- _Document passage_:
She adored the seasons: the crisp apples of autumn, the gentle snowflakes of winter, the scent of blooming trees in spring. She sang when she walked to school, when she played with friends, when she helped her mother hang laundry. She sang for birthdays, for holidays, and sometimes just to cheer someone up.
But Celina’s joyful world did not last.
In September 1939, when Celina was just six years old, N**i Germany invaded Poland. The beautiful rhythms of her childhood were shattered by the thunder of war. German soldiers flooded into Radom, and overnight, everything changed. Jews were forced to register, to wear armbands, to give up their businesses. Families were crammed into ghettos. Food became scarce. Freedom disappeared.
Still, Celina sang.
Even when she was no longer allowed to attend her old school, even when books were taken and synagogues burned, she hummed her favorite songs to her younger siblings at night. Her voice—so small, so sweet—became a source of comfort, a way to hold onto something human when the world was turning inhuman.
By 1941, the Radom Ghetto had been established. Jews were crammed into a small, enclosed district. There was little food, no clean water, and disease spread rapidly. Men were taken for forced labor. Children grew thin and tired. But inside one of the overcrowded apartments, you might still have heard the faint sound of a child’s voice—Celina, singing softly as she cradled her little brother or washed a pot for her mother.

- _Instructions for the task_: Copy the passage about Celina word for word, from "She adored the" up to and including "Still, Celina sang.".

Saved entries

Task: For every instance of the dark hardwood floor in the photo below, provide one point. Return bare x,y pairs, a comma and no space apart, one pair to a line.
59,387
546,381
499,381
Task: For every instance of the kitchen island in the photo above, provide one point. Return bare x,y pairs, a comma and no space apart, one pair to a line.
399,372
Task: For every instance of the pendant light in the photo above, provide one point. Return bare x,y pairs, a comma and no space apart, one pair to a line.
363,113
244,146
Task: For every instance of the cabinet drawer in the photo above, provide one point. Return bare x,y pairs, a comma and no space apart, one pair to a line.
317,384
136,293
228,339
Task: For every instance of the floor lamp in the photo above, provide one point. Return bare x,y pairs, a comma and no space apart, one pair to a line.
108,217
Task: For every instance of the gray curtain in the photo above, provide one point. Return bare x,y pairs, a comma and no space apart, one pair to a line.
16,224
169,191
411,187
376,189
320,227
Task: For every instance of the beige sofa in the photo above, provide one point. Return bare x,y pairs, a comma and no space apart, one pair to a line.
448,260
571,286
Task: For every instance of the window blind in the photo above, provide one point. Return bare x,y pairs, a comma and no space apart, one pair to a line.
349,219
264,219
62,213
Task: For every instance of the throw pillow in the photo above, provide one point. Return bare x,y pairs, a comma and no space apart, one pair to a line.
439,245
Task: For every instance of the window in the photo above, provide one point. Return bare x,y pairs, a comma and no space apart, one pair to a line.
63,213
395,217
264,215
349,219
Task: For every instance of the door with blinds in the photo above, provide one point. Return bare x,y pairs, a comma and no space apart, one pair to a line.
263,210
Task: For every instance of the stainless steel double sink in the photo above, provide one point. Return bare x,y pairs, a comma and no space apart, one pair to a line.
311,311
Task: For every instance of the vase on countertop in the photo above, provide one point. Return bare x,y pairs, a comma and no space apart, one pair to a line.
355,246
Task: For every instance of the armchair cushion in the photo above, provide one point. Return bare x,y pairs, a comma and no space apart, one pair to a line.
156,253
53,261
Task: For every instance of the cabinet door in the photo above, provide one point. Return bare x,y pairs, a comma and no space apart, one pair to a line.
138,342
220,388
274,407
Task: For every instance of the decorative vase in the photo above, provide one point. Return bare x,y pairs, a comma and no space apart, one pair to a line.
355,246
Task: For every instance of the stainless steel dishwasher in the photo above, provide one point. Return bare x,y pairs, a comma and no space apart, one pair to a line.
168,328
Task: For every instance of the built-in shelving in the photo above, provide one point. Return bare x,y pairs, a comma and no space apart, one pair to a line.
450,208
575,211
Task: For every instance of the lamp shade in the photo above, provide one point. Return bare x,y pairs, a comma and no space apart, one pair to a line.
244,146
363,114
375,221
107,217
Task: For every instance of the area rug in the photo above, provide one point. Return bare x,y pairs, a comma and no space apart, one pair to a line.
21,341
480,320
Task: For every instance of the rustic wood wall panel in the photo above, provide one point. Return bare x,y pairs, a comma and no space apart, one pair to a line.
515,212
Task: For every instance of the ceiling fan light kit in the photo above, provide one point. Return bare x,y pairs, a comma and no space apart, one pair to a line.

- _Response below_:
She adored the seasons: the crisp apples of autumn, the gentle snowflakes of winter, the scent of blooming trees in spring. She sang when she walked to school, when she played with friends, when she helped her mother hang laundry. She sang for birthdays, for holidays, and sometimes just to cheer someone up.
But Celina’s joyful world did not last.
In September 1939, when Celina was just six years old, N**i Germany invaded Poland. The beautiful rhythms of her childhood were shattered by the thunder of war. German soldiers flooded into Radom, and overnight, everything changed. Jews were forced to register, to wear armbands, to give up their businesses. Families were crammed into ghettos. Food became scarce. Freedom disappeared.
Still, Celina sang.